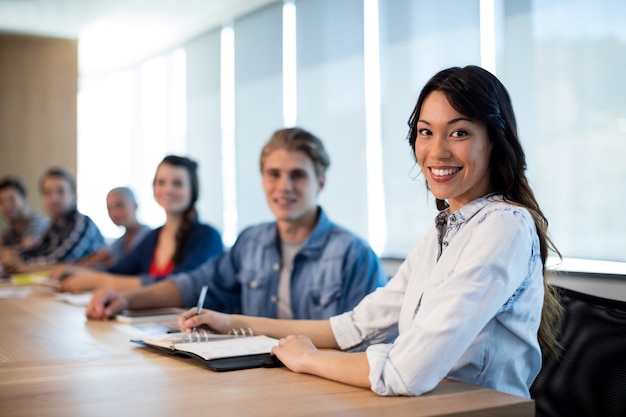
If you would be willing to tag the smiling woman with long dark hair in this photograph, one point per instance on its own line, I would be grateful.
(471, 302)
(181, 244)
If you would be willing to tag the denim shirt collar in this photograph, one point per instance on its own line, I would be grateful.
(467, 211)
(313, 244)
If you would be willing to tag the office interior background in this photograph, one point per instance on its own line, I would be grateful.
(350, 72)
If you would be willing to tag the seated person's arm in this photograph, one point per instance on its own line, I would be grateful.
(87, 280)
(106, 303)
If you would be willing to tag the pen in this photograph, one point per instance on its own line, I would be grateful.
(201, 301)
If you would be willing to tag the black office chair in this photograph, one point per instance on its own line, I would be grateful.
(590, 377)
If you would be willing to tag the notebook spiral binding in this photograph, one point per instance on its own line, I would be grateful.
(204, 336)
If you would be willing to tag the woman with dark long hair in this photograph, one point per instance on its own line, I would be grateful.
(180, 245)
(471, 301)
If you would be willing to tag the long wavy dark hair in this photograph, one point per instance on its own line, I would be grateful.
(480, 96)
(190, 215)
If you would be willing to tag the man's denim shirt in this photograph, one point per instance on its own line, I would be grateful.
(332, 272)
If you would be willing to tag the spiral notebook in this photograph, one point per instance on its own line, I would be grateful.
(218, 352)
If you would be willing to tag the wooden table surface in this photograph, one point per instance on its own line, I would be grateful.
(54, 362)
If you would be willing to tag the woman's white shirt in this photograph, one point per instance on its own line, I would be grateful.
(464, 305)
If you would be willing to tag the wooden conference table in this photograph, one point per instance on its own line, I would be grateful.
(54, 362)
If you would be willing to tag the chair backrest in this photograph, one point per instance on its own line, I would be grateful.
(590, 377)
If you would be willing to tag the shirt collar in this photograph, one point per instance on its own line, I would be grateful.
(467, 211)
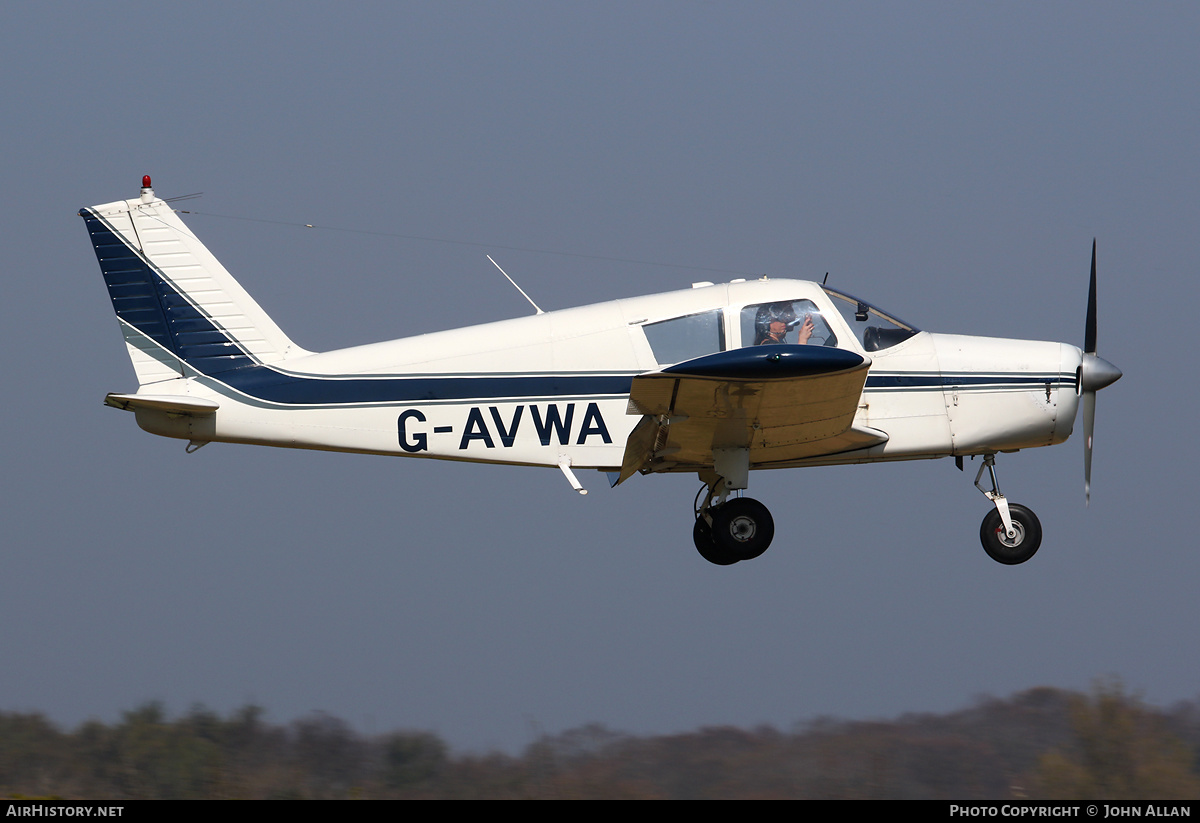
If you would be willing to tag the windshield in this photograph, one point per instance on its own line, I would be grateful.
(875, 329)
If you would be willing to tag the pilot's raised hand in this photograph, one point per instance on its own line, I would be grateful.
(807, 330)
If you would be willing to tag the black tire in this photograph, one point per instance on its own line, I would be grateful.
(702, 535)
(743, 528)
(1019, 550)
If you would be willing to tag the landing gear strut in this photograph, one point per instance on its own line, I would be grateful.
(1011, 533)
(733, 529)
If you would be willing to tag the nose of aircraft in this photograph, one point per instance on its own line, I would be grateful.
(1097, 373)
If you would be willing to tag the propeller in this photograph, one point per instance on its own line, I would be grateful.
(1095, 373)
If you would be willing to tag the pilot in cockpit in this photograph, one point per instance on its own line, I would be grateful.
(775, 320)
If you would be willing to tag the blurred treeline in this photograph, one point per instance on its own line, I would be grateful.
(1043, 743)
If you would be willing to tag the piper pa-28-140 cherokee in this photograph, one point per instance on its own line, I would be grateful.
(718, 379)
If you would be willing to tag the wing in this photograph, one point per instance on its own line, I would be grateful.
(779, 402)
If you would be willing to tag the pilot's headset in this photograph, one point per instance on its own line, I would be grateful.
(772, 313)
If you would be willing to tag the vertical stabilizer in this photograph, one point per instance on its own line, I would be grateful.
(177, 305)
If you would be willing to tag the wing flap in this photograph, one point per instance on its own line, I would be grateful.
(179, 404)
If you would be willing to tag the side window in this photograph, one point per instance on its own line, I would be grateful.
(685, 337)
(796, 322)
(875, 329)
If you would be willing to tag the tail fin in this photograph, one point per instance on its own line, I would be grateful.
(177, 305)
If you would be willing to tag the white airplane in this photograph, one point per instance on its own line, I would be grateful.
(717, 379)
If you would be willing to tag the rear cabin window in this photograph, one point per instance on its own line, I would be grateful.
(685, 337)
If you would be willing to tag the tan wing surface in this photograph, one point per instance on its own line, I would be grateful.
(781, 402)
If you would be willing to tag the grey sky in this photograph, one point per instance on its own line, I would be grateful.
(951, 162)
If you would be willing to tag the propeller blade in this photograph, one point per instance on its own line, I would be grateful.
(1089, 427)
(1095, 373)
(1090, 328)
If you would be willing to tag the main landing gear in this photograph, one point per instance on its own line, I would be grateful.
(1011, 533)
(730, 529)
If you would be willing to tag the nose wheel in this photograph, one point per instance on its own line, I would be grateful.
(1011, 533)
(731, 530)
(1015, 547)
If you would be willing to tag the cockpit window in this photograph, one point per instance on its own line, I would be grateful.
(797, 322)
(685, 337)
(875, 329)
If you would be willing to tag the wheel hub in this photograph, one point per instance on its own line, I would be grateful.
(1015, 540)
(742, 528)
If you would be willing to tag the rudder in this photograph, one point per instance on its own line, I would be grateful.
(178, 306)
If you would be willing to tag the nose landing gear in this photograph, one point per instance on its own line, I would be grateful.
(730, 530)
(1011, 533)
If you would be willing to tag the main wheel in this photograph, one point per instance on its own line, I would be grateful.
(743, 528)
(702, 535)
(1018, 550)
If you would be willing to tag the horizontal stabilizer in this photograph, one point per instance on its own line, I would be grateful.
(195, 407)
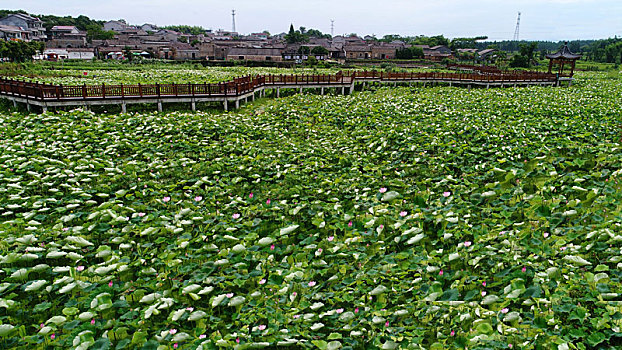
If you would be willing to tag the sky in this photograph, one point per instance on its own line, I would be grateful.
(553, 20)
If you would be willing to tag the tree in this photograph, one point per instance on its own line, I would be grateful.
(295, 36)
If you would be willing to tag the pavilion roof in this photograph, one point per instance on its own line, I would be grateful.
(564, 52)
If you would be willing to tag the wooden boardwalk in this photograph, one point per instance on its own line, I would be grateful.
(243, 88)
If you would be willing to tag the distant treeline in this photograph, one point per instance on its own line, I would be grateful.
(94, 29)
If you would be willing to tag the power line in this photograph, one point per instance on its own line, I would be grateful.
(517, 31)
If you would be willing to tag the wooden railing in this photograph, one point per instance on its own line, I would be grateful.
(244, 85)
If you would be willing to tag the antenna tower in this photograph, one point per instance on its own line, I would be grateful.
(517, 31)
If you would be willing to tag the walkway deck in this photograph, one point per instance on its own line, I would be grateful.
(243, 88)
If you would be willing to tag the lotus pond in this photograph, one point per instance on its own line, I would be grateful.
(426, 218)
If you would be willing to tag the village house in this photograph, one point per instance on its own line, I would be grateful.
(358, 52)
(32, 27)
(254, 54)
(66, 37)
(55, 54)
(116, 26)
(11, 32)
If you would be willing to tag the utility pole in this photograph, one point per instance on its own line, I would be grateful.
(516, 32)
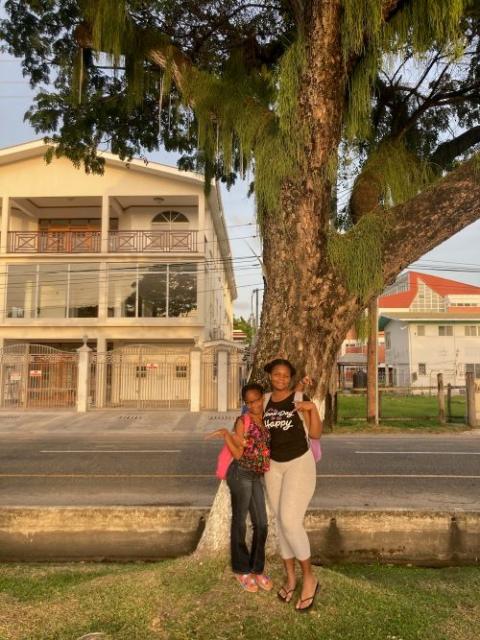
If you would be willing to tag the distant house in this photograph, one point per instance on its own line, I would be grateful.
(431, 325)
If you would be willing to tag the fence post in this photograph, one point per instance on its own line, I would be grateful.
(449, 402)
(83, 377)
(222, 381)
(441, 398)
(195, 378)
(471, 408)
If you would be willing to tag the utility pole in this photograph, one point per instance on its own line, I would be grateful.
(372, 363)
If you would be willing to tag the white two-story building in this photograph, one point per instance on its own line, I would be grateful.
(134, 263)
(431, 325)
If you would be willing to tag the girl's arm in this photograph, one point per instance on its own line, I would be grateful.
(233, 440)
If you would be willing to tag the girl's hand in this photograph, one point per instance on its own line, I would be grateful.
(305, 405)
(219, 433)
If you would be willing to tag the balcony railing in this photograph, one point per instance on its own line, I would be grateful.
(152, 241)
(90, 241)
(54, 241)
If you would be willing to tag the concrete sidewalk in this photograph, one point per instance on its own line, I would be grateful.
(113, 420)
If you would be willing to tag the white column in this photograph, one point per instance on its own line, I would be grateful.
(3, 296)
(195, 378)
(103, 291)
(222, 381)
(201, 223)
(83, 378)
(4, 224)
(2, 372)
(105, 223)
(100, 373)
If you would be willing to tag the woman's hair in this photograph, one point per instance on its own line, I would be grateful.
(252, 386)
(268, 368)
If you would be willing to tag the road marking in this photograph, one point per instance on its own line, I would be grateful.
(424, 453)
(211, 475)
(110, 451)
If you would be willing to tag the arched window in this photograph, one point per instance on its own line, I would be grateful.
(170, 220)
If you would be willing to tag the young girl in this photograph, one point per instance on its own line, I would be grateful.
(249, 444)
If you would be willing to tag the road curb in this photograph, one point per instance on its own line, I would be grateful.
(429, 538)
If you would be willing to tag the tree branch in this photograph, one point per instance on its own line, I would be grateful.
(445, 153)
(433, 216)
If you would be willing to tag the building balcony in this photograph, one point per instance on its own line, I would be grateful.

————————

What is required:
Nothing but the lines from the one with "If you would be willing to tag the road marking" through the last line should be repeated, each exactly as it stands.

Exercise result:
If you would be willing to tag the road marking in this photograph, one point per instance on its own line, I would be grateful.
(424, 453)
(211, 475)
(110, 451)
If you would be willing to tag the arched window in this photograph, one point per instance on its own line, I would be grateful.
(170, 220)
If you would be willing to tag the young girl in this photograph, one point per instance on its own line, I would be grateful.
(249, 444)
If you would be willing to tag the road curb in this photograph, one point per instance on its own line, I would be grateful.
(429, 538)
If you would be willing to tag the tree branch in this photograph, one point per instance on its own line, I would be grateful.
(445, 153)
(433, 216)
If you would be willing to tag the building balcony in this photograph, one point per instance on its own line, I would be grateful.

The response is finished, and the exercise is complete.